The result should be an exact copy of the data, free of pictures.
━━━━━━
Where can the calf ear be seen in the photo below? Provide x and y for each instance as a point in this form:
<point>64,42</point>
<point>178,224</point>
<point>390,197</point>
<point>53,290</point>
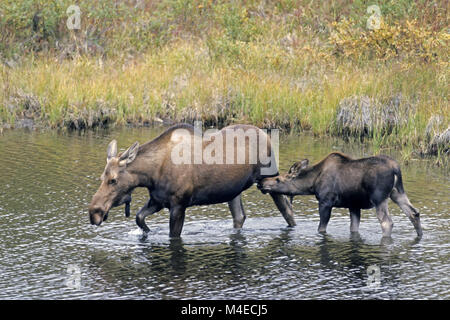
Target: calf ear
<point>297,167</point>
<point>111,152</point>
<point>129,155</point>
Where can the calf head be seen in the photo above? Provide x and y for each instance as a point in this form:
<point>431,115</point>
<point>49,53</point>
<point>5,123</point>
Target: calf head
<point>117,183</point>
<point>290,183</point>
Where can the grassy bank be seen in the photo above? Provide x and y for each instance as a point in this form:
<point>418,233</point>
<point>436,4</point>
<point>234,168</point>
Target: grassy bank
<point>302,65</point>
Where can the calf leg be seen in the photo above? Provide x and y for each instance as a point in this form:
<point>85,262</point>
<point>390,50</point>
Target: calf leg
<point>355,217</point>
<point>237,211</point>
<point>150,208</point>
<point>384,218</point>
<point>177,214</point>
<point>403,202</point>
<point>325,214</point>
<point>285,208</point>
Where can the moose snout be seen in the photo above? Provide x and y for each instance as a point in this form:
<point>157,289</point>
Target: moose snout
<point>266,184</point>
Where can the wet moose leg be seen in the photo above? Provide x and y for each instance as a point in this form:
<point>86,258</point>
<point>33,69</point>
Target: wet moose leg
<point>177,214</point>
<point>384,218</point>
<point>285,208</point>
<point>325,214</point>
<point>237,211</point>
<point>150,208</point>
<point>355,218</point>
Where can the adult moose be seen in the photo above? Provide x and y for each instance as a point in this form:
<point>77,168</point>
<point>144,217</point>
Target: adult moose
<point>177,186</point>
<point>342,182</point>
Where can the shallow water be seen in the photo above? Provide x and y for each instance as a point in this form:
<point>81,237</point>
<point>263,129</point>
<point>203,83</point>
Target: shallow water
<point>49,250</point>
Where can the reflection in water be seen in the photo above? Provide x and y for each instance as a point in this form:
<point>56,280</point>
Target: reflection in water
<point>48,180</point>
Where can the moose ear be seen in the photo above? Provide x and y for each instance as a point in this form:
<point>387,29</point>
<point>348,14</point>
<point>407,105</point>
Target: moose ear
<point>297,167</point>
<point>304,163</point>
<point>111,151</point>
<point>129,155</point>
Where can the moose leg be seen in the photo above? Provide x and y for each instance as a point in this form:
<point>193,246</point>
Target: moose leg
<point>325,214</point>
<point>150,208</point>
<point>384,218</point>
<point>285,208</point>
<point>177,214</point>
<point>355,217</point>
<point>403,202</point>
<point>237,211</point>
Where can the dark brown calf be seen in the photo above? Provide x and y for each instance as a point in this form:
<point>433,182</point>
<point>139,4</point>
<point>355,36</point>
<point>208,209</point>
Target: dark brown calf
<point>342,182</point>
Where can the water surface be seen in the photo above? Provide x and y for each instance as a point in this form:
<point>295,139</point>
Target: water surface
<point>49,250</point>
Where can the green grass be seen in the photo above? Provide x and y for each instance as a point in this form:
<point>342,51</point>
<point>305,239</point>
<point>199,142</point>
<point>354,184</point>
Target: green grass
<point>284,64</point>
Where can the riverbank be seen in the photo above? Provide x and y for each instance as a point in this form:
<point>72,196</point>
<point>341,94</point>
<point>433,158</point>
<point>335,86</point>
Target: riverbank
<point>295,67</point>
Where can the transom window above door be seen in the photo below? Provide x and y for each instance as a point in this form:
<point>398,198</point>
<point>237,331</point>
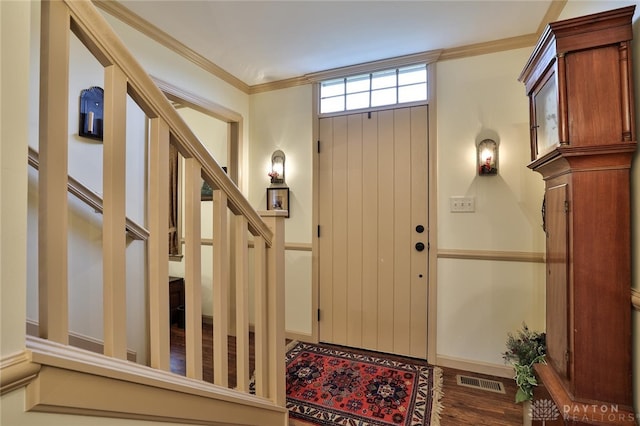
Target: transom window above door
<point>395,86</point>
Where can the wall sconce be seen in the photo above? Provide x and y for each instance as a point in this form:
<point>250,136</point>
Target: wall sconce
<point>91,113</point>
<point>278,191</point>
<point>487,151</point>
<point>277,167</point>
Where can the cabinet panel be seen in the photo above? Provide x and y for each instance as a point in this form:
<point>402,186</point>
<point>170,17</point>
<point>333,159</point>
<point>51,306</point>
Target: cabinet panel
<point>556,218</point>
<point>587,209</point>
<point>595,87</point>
━━━━━━
> _COMPLETED TASK_:
Where can the calf ear be seen in the photo below? Provide x and y for each instance as a point in this form:
<point>64,42</point>
<point>178,224</point>
<point>390,197</point>
<point>53,290</point>
Target: calf ear
<point>297,167</point>
<point>111,152</point>
<point>129,155</point>
Where can the calf head be seen in the photo above? Provide x and y for each instance as a point in this form:
<point>431,115</point>
<point>49,53</point>
<point>5,123</point>
Target: calf head
<point>117,183</point>
<point>290,183</point>
Where can the grassy bank be seen in the photo above? Provide x and y for each instance as a point in this form:
<point>418,233</point>
<point>436,4</point>
<point>234,168</point>
Target: grassy bank
<point>302,65</point>
Where can the calf leg be seen in the photo above? Provide x and y for each instance as a point in this form:
<point>85,262</point>
<point>390,50</point>
Target: calf leg
<point>355,217</point>
<point>237,211</point>
<point>150,208</point>
<point>384,218</point>
<point>177,214</point>
<point>403,202</point>
<point>325,214</point>
<point>285,208</point>
Where can the moose snout be seen in the photo above? Provide x and y for each instance as a point in this form:
<point>157,289</point>
Target: moose snout
<point>266,184</point>
Where can the wet moose leg be seen in the photo above? Provide x and y for each instance as a point in this form:
<point>86,258</point>
<point>33,69</point>
Target: wet moose leg
<point>177,214</point>
<point>384,218</point>
<point>285,208</point>
<point>325,214</point>
<point>237,211</point>
<point>150,208</point>
<point>355,218</point>
Where can the adult moose be seen in the photo above? Provide x and y for each instance as a point in this form:
<point>77,168</point>
<point>144,217</point>
Target: adult moose
<point>177,186</point>
<point>342,182</point>
Where can the shallow water be seen in the photo above? Provide x and y for each instance as a point in this form:
<point>81,237</point>
<point>263,129</point>
<point>203,83</point>
Target: shallow water
<point>49,250</point>
Where can the reflection in water be seen in the photo above? Provide x and y for each instance as a point in this form:
<point>56,280</point>
Target: reflection in water
<point>48,180</point>
Where can the moose ear be seen in the photo above? Provide x and y for each instance as a point in this form:
<point>387,29</point>
<point>348,14</point>
<point>407,105</point>
Target: moose ear
<point>297,167</point>
<point>304,163</point>
<point>111,151</point>
<point>129,155</point>
Where can the moose leg be seen in the photo above? Provide x and y for each instance as a point in this form:
<point>193,246</point>
Target: moose leg
<point>325,214</point>
<point>150,208</point>
<point>384,218</point>
<point>285,208</point>
<point>177,214</point>
<point>355,217</point>
<point>403,202</point>
<point>237,211</point>
Where can the dark brown calf be seen in the photo above? Provide x and y for each instance as a point in this form:
<point>433,182</point>
<point>139,4</point>
<point>355,36</point>
<point>208,209</point>
Target: dark brown calf
<point>342,182</point>
Where can the water surface be seen in the photo above? Provide x and y for each instance as a point in this form:
<point>295,139</point>
Target: water surface
<point>49,250</point>
Where can the green grass be seen in the photo above? Provide x and y for each instance as a point in this form:
<point>342,51</point>
<point>305,239</point>
<point>199,142</point>
<point>354,184</point>
Target: green grass
<point>284,64</point>
Where can the riverbank be seen in the photo above? Provide x and y for each instance as a point in this form:
<point>72,196</point>
<point>341,94</point>
<point>433,158</point>
<point>335,86</point>
Target: riverbank
<point>295,67</point>
Where can the transom window above door be seen in the photo below? Provide x and y for each instance as a point in this form:
<point>398,198</point>
<point>237,331</point>
Target: transom window above door
<point>395,86</point>
Where can the wall sconce be seen in the photo above? Provide x and y for each instance as a point in this form:
<point>250,136</point>
Target: wall sconce
<point>91,113</point>
<point>278,191</point>
<point>487,151</point>
<point>277,167</point>
Where can the cabinet panel be seen in the photo above? Provide x and y for each instance as a point in this form:
<point>402,186</point>
<point>170,17</point>
<point>333,159</point>
<point>51,306</point>
Target: cabinet panel
<point>556,218</point>
<point>587,209</point>
<point>595,87</point>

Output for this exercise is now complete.